Problèmes à résoudre:
1. Résumez en deux phrases le texte sur la lucidité selon Schopenhauer.
2. Décalez de 36 chaque nombre des coordonnées dans les enregistrements, depuis la ligne qui contient « Mark every instance of the outstretched » jusqu'à la fin des enregistrements. Reproduisez toutes ces lignes, y compris celles qui ne comportent pas de coordonnées.
=== Texte ===
De la lucidité selon Schopenhauer

Publié le 5 Novembre 2013

Regardez s'agiter le monde des hommes : partout et depuis les siècles les plus reculés, la créature humaine se débat en tous sens pour satisfaire péniblement ses besoins et ses innombrables désirs.

Mais où mène cette incessante lutte pour la vie ou la survie ? À quoi tendent ces intrigues, ces guerres, ces massacres et ces révoltes sanglantes dont regorge l'Histoire ?

Se revendiquant « lucide », Arthur Schopenhauer soutient que "dès que notre vie est assurée nous ne savons qu'en faire"; autrement dit, aucun homme ne sait ce qu'il désire en général. L'histoire humaine et la vie de chacun ne mène proprement à rien - et certainement pas à bonheur promut en fin ultime de tous nos efforts par la philosophie grecque.
=== Données à traiter ===
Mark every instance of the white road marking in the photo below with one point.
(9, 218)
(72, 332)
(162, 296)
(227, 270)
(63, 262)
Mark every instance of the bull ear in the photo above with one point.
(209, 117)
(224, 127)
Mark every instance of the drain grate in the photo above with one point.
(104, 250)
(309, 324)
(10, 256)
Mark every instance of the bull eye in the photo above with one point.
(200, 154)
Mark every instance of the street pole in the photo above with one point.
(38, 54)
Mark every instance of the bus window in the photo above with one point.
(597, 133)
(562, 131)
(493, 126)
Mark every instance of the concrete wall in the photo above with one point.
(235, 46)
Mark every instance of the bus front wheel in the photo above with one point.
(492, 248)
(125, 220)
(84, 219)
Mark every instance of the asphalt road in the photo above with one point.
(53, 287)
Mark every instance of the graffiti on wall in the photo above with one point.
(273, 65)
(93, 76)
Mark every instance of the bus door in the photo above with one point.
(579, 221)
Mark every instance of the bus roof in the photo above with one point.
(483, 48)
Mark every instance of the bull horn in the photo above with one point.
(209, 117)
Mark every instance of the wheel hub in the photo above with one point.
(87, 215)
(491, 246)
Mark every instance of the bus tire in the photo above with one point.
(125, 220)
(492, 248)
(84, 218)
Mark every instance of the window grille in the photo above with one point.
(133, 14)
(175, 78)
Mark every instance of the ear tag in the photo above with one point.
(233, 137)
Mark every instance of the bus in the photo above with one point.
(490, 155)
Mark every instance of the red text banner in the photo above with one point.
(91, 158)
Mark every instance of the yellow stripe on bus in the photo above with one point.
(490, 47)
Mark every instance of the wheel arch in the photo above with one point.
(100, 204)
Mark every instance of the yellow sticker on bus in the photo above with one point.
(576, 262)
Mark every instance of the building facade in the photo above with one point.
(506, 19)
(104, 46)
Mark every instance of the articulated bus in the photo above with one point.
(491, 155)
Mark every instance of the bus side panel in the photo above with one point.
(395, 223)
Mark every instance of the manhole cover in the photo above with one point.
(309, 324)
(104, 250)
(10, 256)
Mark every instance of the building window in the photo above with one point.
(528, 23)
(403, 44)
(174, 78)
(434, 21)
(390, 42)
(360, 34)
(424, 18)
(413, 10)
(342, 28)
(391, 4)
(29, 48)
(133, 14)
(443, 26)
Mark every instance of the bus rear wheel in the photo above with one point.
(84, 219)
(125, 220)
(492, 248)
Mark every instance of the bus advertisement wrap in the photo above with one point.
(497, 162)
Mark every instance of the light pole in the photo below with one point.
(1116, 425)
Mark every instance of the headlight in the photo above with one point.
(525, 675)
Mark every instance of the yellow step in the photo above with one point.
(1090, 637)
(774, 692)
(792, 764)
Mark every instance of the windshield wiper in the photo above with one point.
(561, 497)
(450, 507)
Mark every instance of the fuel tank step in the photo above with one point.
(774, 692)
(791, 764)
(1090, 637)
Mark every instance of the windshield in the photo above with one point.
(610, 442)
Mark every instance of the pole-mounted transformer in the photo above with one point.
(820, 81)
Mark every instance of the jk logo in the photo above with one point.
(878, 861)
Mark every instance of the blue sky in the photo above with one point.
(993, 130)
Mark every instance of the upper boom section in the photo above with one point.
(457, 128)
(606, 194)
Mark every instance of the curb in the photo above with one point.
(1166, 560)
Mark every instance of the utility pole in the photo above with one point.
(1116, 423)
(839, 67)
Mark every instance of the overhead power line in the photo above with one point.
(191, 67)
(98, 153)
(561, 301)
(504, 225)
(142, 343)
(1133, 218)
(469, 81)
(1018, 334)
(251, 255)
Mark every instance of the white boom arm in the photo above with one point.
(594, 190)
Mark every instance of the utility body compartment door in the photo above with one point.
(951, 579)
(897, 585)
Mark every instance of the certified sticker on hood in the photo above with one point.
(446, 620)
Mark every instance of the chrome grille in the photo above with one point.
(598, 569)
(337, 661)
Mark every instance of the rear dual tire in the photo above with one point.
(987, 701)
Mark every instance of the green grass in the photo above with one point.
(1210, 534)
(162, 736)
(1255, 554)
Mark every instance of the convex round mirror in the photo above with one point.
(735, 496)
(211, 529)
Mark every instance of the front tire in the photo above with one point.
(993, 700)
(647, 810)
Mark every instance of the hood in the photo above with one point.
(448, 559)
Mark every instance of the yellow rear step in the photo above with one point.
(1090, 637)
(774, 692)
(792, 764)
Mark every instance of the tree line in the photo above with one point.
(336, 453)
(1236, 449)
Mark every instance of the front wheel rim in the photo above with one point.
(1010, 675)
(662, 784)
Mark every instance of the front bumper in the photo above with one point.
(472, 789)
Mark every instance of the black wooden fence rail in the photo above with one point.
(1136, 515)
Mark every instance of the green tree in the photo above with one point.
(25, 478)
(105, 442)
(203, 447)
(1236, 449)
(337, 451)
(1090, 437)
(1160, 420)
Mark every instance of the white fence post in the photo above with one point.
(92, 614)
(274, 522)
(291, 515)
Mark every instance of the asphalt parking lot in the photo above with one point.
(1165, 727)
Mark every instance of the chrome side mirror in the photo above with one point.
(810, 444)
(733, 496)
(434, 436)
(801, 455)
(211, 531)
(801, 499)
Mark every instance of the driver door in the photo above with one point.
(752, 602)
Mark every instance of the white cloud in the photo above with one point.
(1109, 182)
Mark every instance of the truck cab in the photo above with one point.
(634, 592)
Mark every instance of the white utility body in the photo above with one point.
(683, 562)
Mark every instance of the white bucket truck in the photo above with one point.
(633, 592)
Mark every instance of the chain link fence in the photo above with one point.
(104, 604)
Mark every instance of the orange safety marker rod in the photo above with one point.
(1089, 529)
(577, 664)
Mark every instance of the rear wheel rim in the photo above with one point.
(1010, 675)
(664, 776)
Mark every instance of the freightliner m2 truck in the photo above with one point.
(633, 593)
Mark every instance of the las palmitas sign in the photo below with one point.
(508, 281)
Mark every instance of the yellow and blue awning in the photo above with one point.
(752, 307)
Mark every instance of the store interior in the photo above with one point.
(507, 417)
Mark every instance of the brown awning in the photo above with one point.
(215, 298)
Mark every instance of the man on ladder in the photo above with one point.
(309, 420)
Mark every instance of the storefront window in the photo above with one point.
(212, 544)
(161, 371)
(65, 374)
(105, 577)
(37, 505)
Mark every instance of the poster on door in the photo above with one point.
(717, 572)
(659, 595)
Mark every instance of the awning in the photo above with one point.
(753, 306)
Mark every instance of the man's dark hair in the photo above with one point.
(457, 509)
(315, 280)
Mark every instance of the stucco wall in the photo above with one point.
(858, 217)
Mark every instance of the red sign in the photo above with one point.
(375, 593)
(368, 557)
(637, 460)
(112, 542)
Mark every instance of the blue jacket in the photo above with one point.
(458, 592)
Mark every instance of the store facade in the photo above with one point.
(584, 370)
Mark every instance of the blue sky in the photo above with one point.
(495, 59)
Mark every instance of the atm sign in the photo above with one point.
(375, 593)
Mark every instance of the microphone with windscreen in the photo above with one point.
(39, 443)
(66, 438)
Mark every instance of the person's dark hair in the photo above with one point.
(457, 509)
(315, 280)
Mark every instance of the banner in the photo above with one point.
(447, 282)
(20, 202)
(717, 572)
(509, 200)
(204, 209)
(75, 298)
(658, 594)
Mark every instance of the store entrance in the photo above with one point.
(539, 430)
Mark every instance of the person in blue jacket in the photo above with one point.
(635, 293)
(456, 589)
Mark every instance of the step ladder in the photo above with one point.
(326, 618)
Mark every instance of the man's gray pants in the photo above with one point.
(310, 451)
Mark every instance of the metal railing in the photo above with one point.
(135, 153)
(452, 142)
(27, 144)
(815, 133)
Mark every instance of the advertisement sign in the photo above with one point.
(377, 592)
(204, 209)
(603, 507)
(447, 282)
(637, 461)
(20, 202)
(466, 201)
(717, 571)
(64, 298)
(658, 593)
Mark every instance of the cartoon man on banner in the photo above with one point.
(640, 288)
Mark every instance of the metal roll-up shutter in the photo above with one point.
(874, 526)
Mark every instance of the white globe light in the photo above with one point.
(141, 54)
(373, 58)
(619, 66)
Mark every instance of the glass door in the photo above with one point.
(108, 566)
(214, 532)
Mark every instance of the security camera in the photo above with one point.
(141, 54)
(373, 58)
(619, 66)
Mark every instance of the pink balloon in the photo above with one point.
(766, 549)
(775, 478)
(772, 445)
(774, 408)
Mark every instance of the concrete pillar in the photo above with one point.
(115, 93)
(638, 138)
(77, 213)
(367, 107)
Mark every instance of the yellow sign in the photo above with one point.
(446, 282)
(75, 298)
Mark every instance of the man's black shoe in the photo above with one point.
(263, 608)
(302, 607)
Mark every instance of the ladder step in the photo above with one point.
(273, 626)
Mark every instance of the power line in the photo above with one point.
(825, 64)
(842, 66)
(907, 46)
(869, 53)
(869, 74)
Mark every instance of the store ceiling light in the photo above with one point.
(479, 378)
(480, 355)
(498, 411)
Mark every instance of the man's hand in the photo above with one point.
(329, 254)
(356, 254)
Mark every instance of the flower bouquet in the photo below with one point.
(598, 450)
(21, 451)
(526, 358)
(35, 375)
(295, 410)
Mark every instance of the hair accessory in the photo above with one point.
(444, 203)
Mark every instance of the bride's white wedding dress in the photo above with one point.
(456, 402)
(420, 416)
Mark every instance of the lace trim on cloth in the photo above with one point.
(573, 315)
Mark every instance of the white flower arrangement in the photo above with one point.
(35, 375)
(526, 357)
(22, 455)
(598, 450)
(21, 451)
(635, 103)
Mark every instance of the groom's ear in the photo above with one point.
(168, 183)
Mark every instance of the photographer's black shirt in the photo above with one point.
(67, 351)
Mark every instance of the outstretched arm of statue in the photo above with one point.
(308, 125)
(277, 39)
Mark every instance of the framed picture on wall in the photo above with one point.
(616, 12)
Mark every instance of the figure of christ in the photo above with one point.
===
Réponses attendues:
1. Depuis les siècles les plus reculés, l'homme se débat pour satisfaire ses besoins et ses innombrables désirs, et le texte demande où mènent cette lutte ainsi que les guerres et les massacres dont regorge l'Histoire. Selon Schopenhauer, qui se revendique lucide, aucun homme ne sait ce qu'il désire en général, et l'histoire humaine comme la vie de chacun ne mènent à rien, certainement pas au bonheur que la philosophie grecque posait comme fin ultime.

2.
Mark every instance of the outstretched arm of statue in the photo above with one point.
(344, 161)
(313, 75)
Mark every instance of the framed picture on wall in the photo above with one point.
(652, 48)
Mark every instance of the figure of christ in the photo above with one point.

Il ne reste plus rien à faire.